* _Page_
## START
Consider the integral $$\oint_C \frac{\cot(\pi z)}{(z-i)^2} dz,$$ where $C$ is the contour of $4x^2+y^2=2$.
The answer seems to be $$2 \pi i\left(\frac{\pi}{\sinh^2 \pi} - \frac{1}{\pi}\right)$$ but I do not know how to proceed. I would be grateful if an answer contains some worked out steps on how to proceed with this problem.
Hints.
(A) $\cot(\pi z)$ is a meromorphic function having residue equal to $\frac{1}{\pi}$ for every $z\in\mathbb{Z}$;
(B) $\frac{1}{(z-i)^2}$ is a meromorphic function with a double pole in $z=i$;
(C) If $\gamma$ is a simple closed curve in the complex plane and $f(z)$ is a meromorphic function with no singularities on $\gamma$, then: $$\oint_{\gamma}f(z)\,dz = 2\pi i\cdot \sum_{\zeta\in Z}\operatorname{Res}\left(f(z),z=\zeta\right)$$ where $Z$ is the set of singularities of $f(z)$ inside $\gamma$.
Inside the given countour there are just two singularities for $f(z)=\frac{\cot(\pi z)}{(z-i)^2}$, in $z=0$ and $z=i$. Since $\operatorname{Res}(f(z),z=0)=-\frac{1}{\pi}$, we just need to compute $\operatorname{Res}(f(z),z=i)$.
$z=i$ is a double pole for $f(z)$, hence:
$$\operatorname{Res}(f(z),z=i)=\lim_{z\to i}\frac{d}{dz}(z-i)^2 f(z)=-\lim_{z\to i}\frac{\pi}{\sin^2(\pi z)}=\frac{\pi}{\sinh^2 \pi}.$$
## END
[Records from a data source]
## START
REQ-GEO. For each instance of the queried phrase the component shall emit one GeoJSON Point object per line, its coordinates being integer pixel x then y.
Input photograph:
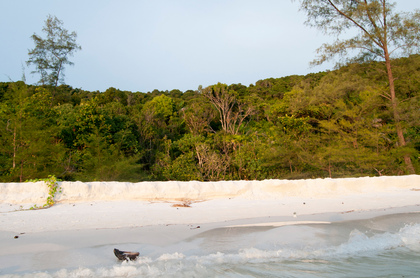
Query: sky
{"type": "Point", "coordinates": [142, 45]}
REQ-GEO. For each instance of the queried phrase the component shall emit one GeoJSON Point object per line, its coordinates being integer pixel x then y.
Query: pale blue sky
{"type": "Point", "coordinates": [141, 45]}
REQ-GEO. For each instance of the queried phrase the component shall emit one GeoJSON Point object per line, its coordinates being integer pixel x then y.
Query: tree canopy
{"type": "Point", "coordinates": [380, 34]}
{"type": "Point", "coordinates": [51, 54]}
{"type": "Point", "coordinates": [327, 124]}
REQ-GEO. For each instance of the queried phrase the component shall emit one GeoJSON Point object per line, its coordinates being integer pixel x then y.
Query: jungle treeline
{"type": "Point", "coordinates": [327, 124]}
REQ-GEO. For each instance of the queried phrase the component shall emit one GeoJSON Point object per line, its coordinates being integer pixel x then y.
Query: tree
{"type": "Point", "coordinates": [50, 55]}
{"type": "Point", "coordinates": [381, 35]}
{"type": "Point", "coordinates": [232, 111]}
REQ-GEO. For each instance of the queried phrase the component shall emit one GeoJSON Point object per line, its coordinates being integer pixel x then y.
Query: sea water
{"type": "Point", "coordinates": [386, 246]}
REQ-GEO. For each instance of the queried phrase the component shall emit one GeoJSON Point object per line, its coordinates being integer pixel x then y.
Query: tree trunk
## END
* _Exercise aim_
Answer these from the contour integral thread:
1. What equation gives the contour C?
2. Which two points does the thread say are the only singularities inside the contour?
3. According to hint (A), what is the residue of cot(πz) at every integer?

* _Full output_
1. 4x² + y² = 2
2. z = 0 and z = i
3. 1/π